= Provided data =

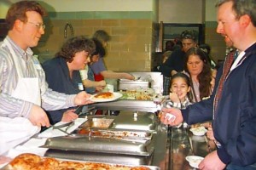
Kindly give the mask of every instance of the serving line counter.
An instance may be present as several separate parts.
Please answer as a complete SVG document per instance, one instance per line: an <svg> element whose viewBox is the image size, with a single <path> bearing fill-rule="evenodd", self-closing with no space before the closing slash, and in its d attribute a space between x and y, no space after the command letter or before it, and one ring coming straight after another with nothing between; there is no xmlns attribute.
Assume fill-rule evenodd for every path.
<svg viewBox="0 0 256 170"><path fill-rule="evenodd" d="M97 133L100 132L97 128L86 128L90 125L82 124L85 126L85 129L90 130L90 135L88 136L86 132L81 133L82 131L79 131L81 128L79 128L71 135L48 138L44 144L39 148L46 149L44 156L58 159L131 166L143 165L150 169L163 170L193 169L185 161L185 157L189 155L201 156L207 155L208 150L204 136L194 136L187 128L167 128L159 122L154 113L137 112L136 117L133 113L133 111L120 111L119 116L96 116L96 118L105 116L106 119L114 119L114 122L110 128L102 129L102 133ZM86 117L87 120L93 118L94 116ZM79 119L82 120L83 117ZM127 122L129 123L125 123ZM134 128L137 129L134 130ZM142 130L145 128L145 131ZM92 131L93 129L95 131ZM85 136L79 135L79 132ZM110 132L111 134L117 133L117 135L108 138L109 133L104 132ZM120 132L121 133L118 133ZM131 135L137 133L141 138L127 135L129 132L131 132ZM98 134L107 138L98 139L98 140L97 138L94 138L94 135ZM125 134L125 138L122 139L122 134ZM35 138L40 139L38 137ZM20 148L24 149L25 145L28 146L28 144L23 146L21 144ZM26 152L34 153L36 150L31 146L28 149L30 150Z"/></svg>

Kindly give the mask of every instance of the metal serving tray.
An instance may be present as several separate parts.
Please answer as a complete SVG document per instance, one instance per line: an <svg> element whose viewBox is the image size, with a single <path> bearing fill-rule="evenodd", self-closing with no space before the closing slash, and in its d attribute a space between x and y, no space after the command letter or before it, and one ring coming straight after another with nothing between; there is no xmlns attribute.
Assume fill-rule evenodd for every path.
<svg viewBox="0 0 256 170"><path fill-rule="evenodd" d="M66 136L49 138L41 147L62 150L150 156L154 151L153 143L153 139L130 141L90 136Z"/></svg>
<svg viewBox="0 0 256 170"><path fill-rule="evenodd" d="M151 132L155 131L155 114L148 112L122 110L114 119L114 123L111 128Z"/></svg>
<svg viewBox="0 0 256 170"><path fill-rule="evenodd" d="M108 118L89 118L85 122L79 126L80 128L108 128L113 122L113 119Z"/></svg>
<svg viewBox="0 0 256 170"><path fill-rule="evenodd" d="M150 165L152 162L152 156L129 156L120 154L108 154L108 153L96 153L84 151L73 151L73 150L48 150L44 156L55 157L61 159L74 159L86 162L97 162L115 164L126 165Z"/></svg>
<svg viewBox="0 0 256 170"><path fill-rule="evenodd" d="M120 79L118 82L119 83L119 90L132 90L132 89L148 89L149 87L149 82L143 80L132 81L132 80L125 80Z"/></svg>
<svg viewBox="0 0 256 170"><path fill-rule="evenodd" d="M78 128L74 131L74 133L85 136L90 135L90 137L96 138L111 138L131 141L149 140L153 136L153 133L150 132L119 129Z"/></svg>

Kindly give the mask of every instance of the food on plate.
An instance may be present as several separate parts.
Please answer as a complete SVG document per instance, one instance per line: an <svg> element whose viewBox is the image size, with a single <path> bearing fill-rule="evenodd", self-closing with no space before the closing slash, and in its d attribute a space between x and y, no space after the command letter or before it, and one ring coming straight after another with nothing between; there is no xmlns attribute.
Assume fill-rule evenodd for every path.
<svg viewBox="0 0 256 170"><path fill-rule="evenodd" d="M197 127L194 128L190 128L190 131L193 133L194 135L196 136L202 136L207 132L205 127Z"/></svg>
<svg viewBox="0 0 256 170"><path fill-rule="evenodd" d="M94 96L96 99L112 99L114 95L112 92L103 92Z"/></svg>
<svg viewBox="0 0 256 170"><path fill-rule="evenodd" d="M192 167L198 168L198 165L204 158L198 156L188 156L186 160L189 162Z"/></svg>
<svg viewBox="0 0 256 170"><path fill-rule="evenodd" d="M9 165L10 170L28 170L28 169L109 169L109 170L149 170L147 167L129 167L123 165L113 165L96 162L78 162L71 161L60 161L55 158L41 157L35 154L25 153L16 156Z"/></svg>
<svg viewBox="0 0 256 170"><path fill-rule="evenodd" d="M123 94L123 99L153 100L155 96L150 90L121 90L119 93Z"/></svg>

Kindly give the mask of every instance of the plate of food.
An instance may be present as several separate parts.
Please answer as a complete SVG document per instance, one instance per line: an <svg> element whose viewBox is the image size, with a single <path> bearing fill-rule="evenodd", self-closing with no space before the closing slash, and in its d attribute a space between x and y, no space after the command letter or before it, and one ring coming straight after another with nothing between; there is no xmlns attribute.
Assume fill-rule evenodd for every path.
<svg viewBox="0 0 256 170"><path fill-rule="evenodd" d="M198 165L204 158L198 156L188 156L186 160L189 162L192 167L198 168Z"/></svg>
<svg viewBox="0 0 256 170"><path fill-rule="evenodd" d="M190 128L190 131L195 136L203 136L207 132L207 129L206 129L205 127L197 127L197 128Z"/></svg>
<svg viewBox="0 0 256 170"><path fill-rule="evenodd" d="M102 92L94 94L90 97L93 102L108 102L113 101L122 97L122 94L118 92Z"/></svg>

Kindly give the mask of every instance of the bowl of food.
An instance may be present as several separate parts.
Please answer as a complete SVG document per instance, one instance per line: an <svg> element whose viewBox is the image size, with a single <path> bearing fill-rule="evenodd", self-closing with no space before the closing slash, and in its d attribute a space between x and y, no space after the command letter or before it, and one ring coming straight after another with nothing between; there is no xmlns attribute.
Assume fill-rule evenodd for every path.
<svg viewBox="0 0 256 170"><path fill-rule="evenodd" d="M198 168L198 165L204 158L198 156L188 156L186 160L189 162L192 167Z"/></svg>
<svg viewBox="0 0 256 170"><path fill-rule="evenodd" d="M193 133L195 136L203 136L207 132L205 127L197 127L190 128L190 131Z"/></svg>

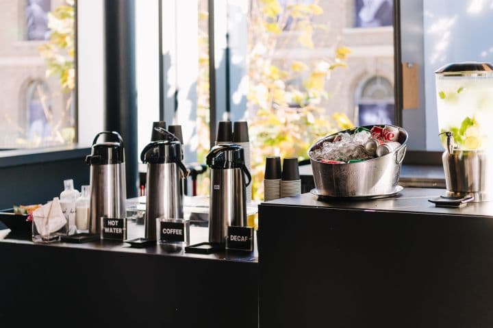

= The problem =
Update the lines above by putting "steel serving tray" wherever "metal serving tray" appears, keeping everything else the same. Leave the pictures out of your answer.

= Answer =
Kindly give the mask of every instance of the serving line counter.
An instance may be present as several separate parts.
Please answer as a complete SVG document per instance, one instance per line: an <svg> element whose viewBox is the image size, with a single <path> bearing fill-rule="evenodd", self-closing with no space before the closing slash, and in its d attribute a space between x and y, no space after the command letter or before it, and one ring coming straight after another with nothing between; there is no xmlns attribute.
Assume fill-rule evenodd for every path.
<svg viewBox="0 0 256 170"><path fill-rule="evenodd" d="M97 133L100 132L97 128L86 128L90 125L82 124L85 126L85 129L90 130L90 135L88 136L86 132L81 133L82 131L79 131L81 128L79 128L71 135L48 138L44 144L39 148L46 149L44 156L58 159L131 166L143 165L150 169L163 170L193 169L185 161L185 157L189 155L201 156L207 155L208 150L204 136L194 136L187 128L167 128L159 122L154 113L137 112L136 117L133 113L133 111L120 111L119 116L96 116L96 118L105 116L106 119L114 119L114 122L110 128L102 129L102 133ZM86 117L87 120L93 118L94 116ZM79 119L82 120L83 117ZM127 122L129 123L125 123ZM134 128L137 129L134 130ZM142 130L145 128L145 131ZM92 131L93 129L95 131ZM85 136L79 135L79 132ZM110 132L111 134L117 133L117 135L108 138L109 133L104 132ZM120 132L121 133L118 133ZM131 135L137 133L141 138L127 135L129 132L131 132ZM98 134L107 138L98 139L98 140L97 138L94 138L94 135ZM125 134L125 138L122 139L122 134ZM35 138L40 139L38 137ZM20 148L24 149L25 145L28 146L28 144L23 146L21 144ZM26 152L34 153L36 150L31 146L28 149L30 150Z"/></svg>

Kindly give the mask of every instance of the steel serving tray.
An instance may be present as several separate parts.
Please answer as a complete SVG document per instance, one instance per line: an <svg> element whose viewBox is the image size, with a single <path> bearing fill-rule="evenodd", self-closing with no space before the closing slash, and in its d attribute a space between x and y, no space after the command letter or before it, and one ring coming straight after another with nothing between; there is no xmlns attribute.
Assume fill-rule evenodd for every path.
<svg viewBox="0 0 256 170"><path fill-rule="evenodd" d="M66 136L49 138L41 147L62 150L150 156L154 151L153 143L153 139L130 141L90 136Z"/></svg>
<svg viewBox="0 0 256 170"><path fill-rule="evenodd" d="M151 132L155 131L155 114L148 112L122 110L114 119L114 123L111 128Z"/></svg>
<svg viewBox="0 0 256 170"><path fill-rule="evenodd" d="M108 118L89 118L85 122L79 126L80 128L108 128L113 122L113 119Z"/></svg>
<svg viewBox="0 0 256 170"><path fill-rule="evenodd" d="M150 165L152 162L152 156L129 156L120 154L108 154L108 153L96 153L84 151L73 151L73 150L48 150L44 156L55 157L61 159L74 159L86 162L97 162L115 164L126 165Z"/></svg>
<svg viewBox="0 0 256 170"><path fill-rule="evenodd" d="M120 79L118 82L119 83L119 90L132 90L132 89L148 89L149 87L149 82L143 80L132 81L132 80L125 80Z"/></svg>
<svg viewBox="0 0 256 170"><path fill-rule="evenodd" d="M78 128L74 131L74 133L85 136L90 135L90 137L96 138L111 138L131 141L149 140L153 136L153 133L150 132L119 129Z"/></svg>

Kindly give the mask of every instance of the food on plate.
An instance may be present as several separate parts.
Please answer as a complete SVG document per instance, one instance per line: an <svg> element whose viewBox is the image size, with a single <path> bearing fill-rule="evenodd", self-closing with no space before the closing slash, and in its d attribute a space between x and y, no space after the command letter or before it, and one ring coming straight after another with nothing between; there is no xmlns attribute.
Assume fill-rule evenodd for every path.
<svg viewBox="0 0 256 170"><path fill-rule="evenodd" d="M197 127L194 128L190 128L190 131L193 133L194 135L196 136L202 136L207 132L205 127Z"/></svg>
<svg viewBox="0 0 256 170"><path fill-rule="evenodd" d="M94 96L96 99L112 99L114 95L112 92L103 92Z"/></svg>
<svg viewBox="0 0 256 170"><path fill-rule="evenodd" d="M192 167L198 168L198 165L204 158L198 156L188 156L186 160L189 162Z"/></svg>
<svg viewBox="0 0 256 170"><path fill-rule="evenodd" d="M9 165L10 170L28 170L28 169L109 169L109 170L149 170L147 167L129 167L123 165L113 165L96 162L78 162L71 161L60 161L55 158L41 157L35 154L25 153L16 156Z"/></svg>
<svg viewBox="0 0 256 170"><path fill-rule="evenodd" d="M123 94L123 99L153 100L155 96L150 90L121 90L119 93Z"/></svg>

Kindly give the mask of every instance of the plate of food.
An instance may be present as several separate parts.
Please answer as a complete SVG document per instance, one instance per line: an <svg> element whose viewBox is the image size, with a single <path> bearing fill-rule="evenodd", self-closing with no space before the closing slash, and in its d attribute a space between x and y, no space after the command letter or before it, and one ring coming straight after another with nothing between; there is no xmlns attribute.
Assume fill-rule evenodd for every path.
<svg viewBox="0 0 256 170"><path fill-rule="evenodd" d="M198 165L204 158L198 156L188 156L186 160L189 162L192 167L198 168Z"/></svg>
<svg viewBox="0 0 256 170"><path fill-rule="evenodd" d="M190 128L190 131L195 136L203 136L207 132L207 129L206 129L205 127L197 127L197 128Z"/></svg>
<svg viewBox="0 0 256 170"><path fill-rule="evenodd" d="M102 92L94 94L90 97L93 102L108 102L113 101L122 97L122 94L118 92Z"/></svg>

Kindly give the mask of every instance of the bowl of food.
An instance may be present as several separate parts.
Please answer as a complete SVG document per instance, one instance per line: an <svg> element whose viewBox is the image size, with a single <path> bearing fill-rule="evenodd", self-closing with no space before the closing slash, and in its d attribute a space between x and y, no space after the command letter or before it, and one ring coming straight after another with nothing between; there is no xmlns attribute.
Assume fill-rule evenodd for every path.
<svg viewBox="0 0 256 170"><path fill-rule="evenodd" d="M198 168L198 165L204 158L198 156L188 156L186 160L189 162L192 167Z"/></svg>
<svg viewBox="0 0 256 170"><path fill-rule="evenodd" d="M193 133L195 136L203 136L207 132L205 127L197 127L190 128L190 131Z"/></svg>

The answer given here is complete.